- **PROBLEM TO SOLVE**
Copy every line of the listing below, keeping each character unchanged.

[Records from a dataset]
══════

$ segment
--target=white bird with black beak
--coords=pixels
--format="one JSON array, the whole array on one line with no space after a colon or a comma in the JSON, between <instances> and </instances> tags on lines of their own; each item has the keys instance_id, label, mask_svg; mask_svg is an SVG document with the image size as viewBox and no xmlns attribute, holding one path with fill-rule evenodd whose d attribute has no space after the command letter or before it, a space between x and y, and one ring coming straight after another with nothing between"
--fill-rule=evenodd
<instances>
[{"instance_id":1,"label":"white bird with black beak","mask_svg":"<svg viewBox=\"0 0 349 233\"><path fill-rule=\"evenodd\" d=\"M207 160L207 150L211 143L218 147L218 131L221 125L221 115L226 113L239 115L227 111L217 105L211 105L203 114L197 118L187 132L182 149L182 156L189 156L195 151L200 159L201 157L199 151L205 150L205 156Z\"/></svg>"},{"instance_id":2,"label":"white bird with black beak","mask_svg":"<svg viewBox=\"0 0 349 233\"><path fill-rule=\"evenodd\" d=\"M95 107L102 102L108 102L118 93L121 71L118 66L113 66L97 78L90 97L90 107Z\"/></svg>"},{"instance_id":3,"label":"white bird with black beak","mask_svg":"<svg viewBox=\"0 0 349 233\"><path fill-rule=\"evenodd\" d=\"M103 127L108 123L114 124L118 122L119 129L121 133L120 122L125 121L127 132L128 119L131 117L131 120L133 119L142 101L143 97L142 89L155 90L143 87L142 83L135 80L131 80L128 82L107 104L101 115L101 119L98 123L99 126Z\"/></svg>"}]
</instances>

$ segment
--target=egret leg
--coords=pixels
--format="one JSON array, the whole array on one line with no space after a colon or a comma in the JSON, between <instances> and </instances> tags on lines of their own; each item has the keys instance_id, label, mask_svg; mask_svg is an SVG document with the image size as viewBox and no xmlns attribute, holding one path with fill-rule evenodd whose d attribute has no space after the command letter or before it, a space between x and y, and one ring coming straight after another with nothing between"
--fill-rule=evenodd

══════

- **ANSWER TO THIS PROBLEM**
$ segment
--target=white bird with black beak
--coords=pixels
--format="one JSON array, the whole array on one line with no space after a colon or a comma in the JSON, between <instances> and </instances> tags on lines of their own; each item has the keys instance_id, label, mask_svg; mask_svg is an SVG document with the image size as viewBox and no xmlns attribute, holding one path with fill-rule evenodd whose d attribute has no space after the command letter or before it, a space between x and y, and one ring coming straight after another with nothing between"
--fill-rule=evenodd
<instances>
[{"instance_id":1,"label":"white bird with black beak","mask_svg":"<svg viewBox=\"0 0 349 233\"><path fill-rule=\"evenodd\" d=\"M207 160L207 150L211 143L218 147L218 131L221 125L221 115L226 113L239 115L227 111L217 105L211 105L203 114L197 118L187 132L182 149L182 156L189 156L195 151L200 159L201 157L199 151L205 150L205 156Z\"/></svg>"},{"instance_id":2,"label":"white bird with black beak","mask_svg":"<svg viewBox=\"0 0 349 233\"><path fill-rule=\"evenodd\" d=\"M95 107L102 102L108 102L118 93L121 71L118 66L113 66L97 78L90 97L90 107Z\"/></svg>"},{"instance_id":3,"label":"white bird with black beak","mask_svg":"<svg viewBox=\"0 0 349 233\"><path fill-rule=\"evenodd\" d=\"M103 127L108 123L114 124L118 122L119 129L121 133L120 122L125 121L127 132L128 119L131 117L131 120L133 119L142 101L143 97L142 89L155 90L143 87L142 83L135 80L131 80L128 82L107 104L101 115L101 119L98 123L99 126Z\"/></svg>"}]
</instances>

$ segment
--target=egret leg
--coords=pixels
--format="one JSON array, the whole array on one line with no space after a colon or a comma in the JSON, between <instances> and </instances> tags on lines of their own; each item has the keys instance_id, label, mask_svg; mask_svg is an SVG document with the image size as viewBox and no xmlns attribute, holding one path with fill-rule evenodd whose d attribute has no space after the command letter or before it, a space between x and y, and one ring coming straight after another with nothing between"
--fill-rule=evenodd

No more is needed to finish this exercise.